Texte source:
::::::::
Ainsi, selon un calcul effectué par l'hebdomadaire britannique The Economist, entre février 2024 et février 2026, Nvidia devrait vendre 6 millions de puces Blackwell et 5,5 millions de "superpuces" combinant deux Blackwell et un processeur généraliste. Les Etats-Unis assurant environ la moitié de cette demande, ces puces, une fois installées, y accroîtront la demande d'énergie de 25 GW. C'est deux fois plus que ce que les énergéticiens américains ont ajouté sur la grille en 2022… Ce chiffre ne prend du reste pas en compte les puces de nouvelle génération Rubin, que Nvidia prévoit de lancer l'an prochain, et qui seront très certainement plus gourmandes en énergie encore. Ni les puces vendues par AMD, rival de Nvidia, qui sont également utilisées par les leaders de l'IA.
L'Agence Internationale de l'Energie (AIE) estime pour sa part que la demande mondiale d'électricité émanant des centres de données va plus que doubler d'ici 2030, pour atteindre 945 TWh, soit plus que la consommation du Japon aujourd'hui. Cette hausse sera principalement générée par l'IA : la demande d'électricité pour les centres de données taillés pour répondre aux besoins de cette technologie devrait quadrupler d'ici 2030, toujours selon l'AIE.
Des investissements bienvenus, mais encore insuffisants
Anticipant cette problématique, les entreprises de l'IA ont déjà commencé à investir de fortes sommes dans la construction de capacités énergétiques supplémentaires pour l'économie américaine. Nvidia, Meta, Amazon et Google ont tous mis des millions de dollars dans l'entretien de centrales nucléaires existantes ou la construction de nouvelles centrales afin d'alimenter les centres de données d'IA en énergie. Facebook investit dans le solaire et l'éolien, tandis qu'Elon Musk a récemment racheté une centrale électrique et que Meta prévoit d'alimenter son futur centre de données géant en Louisiane à l'aide de réserves de gaz naturel locales dont l'entreprise aidera à financer l'exploitation.
::::::::
Données fournies:
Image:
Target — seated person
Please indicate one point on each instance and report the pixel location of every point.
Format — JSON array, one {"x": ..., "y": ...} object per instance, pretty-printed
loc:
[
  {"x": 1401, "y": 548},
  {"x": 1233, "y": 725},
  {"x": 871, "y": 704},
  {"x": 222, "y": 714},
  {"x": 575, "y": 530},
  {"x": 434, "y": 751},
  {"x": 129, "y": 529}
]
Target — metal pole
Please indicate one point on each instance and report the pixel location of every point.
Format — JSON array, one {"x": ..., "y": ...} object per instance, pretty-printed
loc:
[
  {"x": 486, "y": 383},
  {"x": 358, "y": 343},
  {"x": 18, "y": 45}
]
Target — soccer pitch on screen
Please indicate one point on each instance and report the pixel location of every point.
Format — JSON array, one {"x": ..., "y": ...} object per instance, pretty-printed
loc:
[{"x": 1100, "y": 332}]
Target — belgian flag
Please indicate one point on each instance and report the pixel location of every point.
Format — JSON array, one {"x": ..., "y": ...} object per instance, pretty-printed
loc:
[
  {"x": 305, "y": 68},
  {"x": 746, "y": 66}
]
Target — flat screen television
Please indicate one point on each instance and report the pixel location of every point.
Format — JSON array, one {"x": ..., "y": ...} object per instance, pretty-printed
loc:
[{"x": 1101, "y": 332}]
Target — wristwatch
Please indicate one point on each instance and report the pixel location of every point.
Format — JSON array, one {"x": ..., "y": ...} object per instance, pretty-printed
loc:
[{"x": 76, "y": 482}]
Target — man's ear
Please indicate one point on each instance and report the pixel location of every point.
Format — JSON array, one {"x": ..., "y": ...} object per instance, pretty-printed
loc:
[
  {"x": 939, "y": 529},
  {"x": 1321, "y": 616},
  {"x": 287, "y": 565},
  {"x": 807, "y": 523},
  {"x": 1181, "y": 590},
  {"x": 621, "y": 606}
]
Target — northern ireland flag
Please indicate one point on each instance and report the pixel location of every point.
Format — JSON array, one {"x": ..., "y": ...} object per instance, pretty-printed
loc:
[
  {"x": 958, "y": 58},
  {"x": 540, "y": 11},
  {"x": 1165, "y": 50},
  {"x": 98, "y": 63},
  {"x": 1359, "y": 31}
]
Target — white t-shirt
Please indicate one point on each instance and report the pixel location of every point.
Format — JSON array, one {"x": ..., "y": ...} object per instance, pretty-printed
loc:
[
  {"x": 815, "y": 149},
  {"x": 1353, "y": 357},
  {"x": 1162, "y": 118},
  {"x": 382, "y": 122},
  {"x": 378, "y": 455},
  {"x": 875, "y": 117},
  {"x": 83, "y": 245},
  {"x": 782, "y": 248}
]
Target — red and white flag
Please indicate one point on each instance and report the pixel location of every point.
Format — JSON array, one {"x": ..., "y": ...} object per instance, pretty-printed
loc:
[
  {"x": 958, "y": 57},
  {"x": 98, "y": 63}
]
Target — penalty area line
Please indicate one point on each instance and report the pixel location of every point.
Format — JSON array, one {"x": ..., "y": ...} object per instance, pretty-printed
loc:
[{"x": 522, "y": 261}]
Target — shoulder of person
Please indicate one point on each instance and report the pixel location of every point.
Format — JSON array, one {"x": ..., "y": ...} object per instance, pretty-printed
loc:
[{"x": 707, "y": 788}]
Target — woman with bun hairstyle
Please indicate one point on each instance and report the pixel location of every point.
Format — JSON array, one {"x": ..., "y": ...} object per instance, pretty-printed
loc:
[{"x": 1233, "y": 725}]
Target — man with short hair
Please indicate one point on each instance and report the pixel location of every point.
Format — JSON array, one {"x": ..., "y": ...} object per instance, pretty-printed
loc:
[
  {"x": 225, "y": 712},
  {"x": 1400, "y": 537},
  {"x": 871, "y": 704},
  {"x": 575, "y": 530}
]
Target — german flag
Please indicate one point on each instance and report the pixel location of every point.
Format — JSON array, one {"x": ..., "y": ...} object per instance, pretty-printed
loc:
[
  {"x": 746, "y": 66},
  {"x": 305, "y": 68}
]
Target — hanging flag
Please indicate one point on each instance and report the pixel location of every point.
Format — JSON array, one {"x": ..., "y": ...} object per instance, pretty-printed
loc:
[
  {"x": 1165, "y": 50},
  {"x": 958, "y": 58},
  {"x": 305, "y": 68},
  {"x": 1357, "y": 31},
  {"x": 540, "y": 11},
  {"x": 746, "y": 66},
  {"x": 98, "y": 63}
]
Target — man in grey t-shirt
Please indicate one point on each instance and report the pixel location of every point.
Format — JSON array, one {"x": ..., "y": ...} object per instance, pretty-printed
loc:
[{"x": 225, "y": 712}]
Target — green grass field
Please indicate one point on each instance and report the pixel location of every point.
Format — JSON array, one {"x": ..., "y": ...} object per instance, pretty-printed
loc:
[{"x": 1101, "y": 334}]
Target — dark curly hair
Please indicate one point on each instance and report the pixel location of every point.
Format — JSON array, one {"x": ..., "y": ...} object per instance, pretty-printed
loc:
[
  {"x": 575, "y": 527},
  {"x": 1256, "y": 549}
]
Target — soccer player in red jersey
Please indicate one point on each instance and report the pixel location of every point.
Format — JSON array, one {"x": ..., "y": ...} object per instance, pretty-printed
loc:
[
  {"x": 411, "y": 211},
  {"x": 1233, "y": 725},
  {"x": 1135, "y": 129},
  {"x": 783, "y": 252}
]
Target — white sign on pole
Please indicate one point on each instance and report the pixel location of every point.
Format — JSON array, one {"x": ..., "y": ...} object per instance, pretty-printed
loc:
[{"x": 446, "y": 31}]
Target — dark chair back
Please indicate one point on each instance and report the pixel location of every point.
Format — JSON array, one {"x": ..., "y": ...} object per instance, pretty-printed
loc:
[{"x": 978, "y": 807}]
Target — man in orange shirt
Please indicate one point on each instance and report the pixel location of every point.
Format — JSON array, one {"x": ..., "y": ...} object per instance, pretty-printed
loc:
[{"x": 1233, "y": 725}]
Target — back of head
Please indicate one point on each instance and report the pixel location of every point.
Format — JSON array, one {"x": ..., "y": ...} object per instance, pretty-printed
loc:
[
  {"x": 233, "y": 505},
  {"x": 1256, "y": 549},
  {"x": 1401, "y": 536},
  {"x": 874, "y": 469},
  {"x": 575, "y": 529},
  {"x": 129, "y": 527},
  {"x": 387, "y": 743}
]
::::::::
Objectif de l'exercice: Prolongez le texte sur la demande d'électricité liée à l'IA en reprenant juste après sa dernière phrase. Les données ne sont d'aucune utilité ici.

Espace de réponse:
Les énergéticiens américains ont également mis la main à la poche. Entre l'année 2022, durant laquelle ChatGPT a entraîné un essor de l'IA, les dépenses en capital des 50 plus grosses entreprises d'électricité américaines ont augmenté de 30%. Selon S&P Global, elles prévoient d'ajouter l'équivalent de 123 GW en capacité de production, qui se cumuleront aux 565 GW actuels. Schneider Electric a récemment annoncé l'investissement de 700 millions de dollars aux Etats-Unis, notamment pour répondre à la demande d'énergie générée par l'IA.
Mais le temps presse. Elon Musk a récemment affirmé que l'IA pourrait se heurter à un manque d'énergie dès l'an prochain, tandis que le Département américain de l'Energie affirme que le risque de black-out sera multiplié par 100 d'ici 2030 en l'absence d'une hausse rapide de la production. L'IA a en outre déjà commencé à faire flamber les factures d'électricité aux Etats-Unis. A cet égard, la guerre que mène l'administration Trump au renouvelable, seule manière d'injecter rapidement de l'électricité dans le réseau, n'est pas une bonne nouvelle. Une hausse insuffisante de la production renchérirait considérablement le coût de l'IA, freinant l'adoption de la technologie, donc les commandes de puces que reçoit Nvidia. Si Jensen Huang peut pour l'heure dormir sur ses deux oreilles, nul doute que cette question constitue l'une de ses deux sources d'inquiétude pour l'avenir, avec l'accès au marché chinois.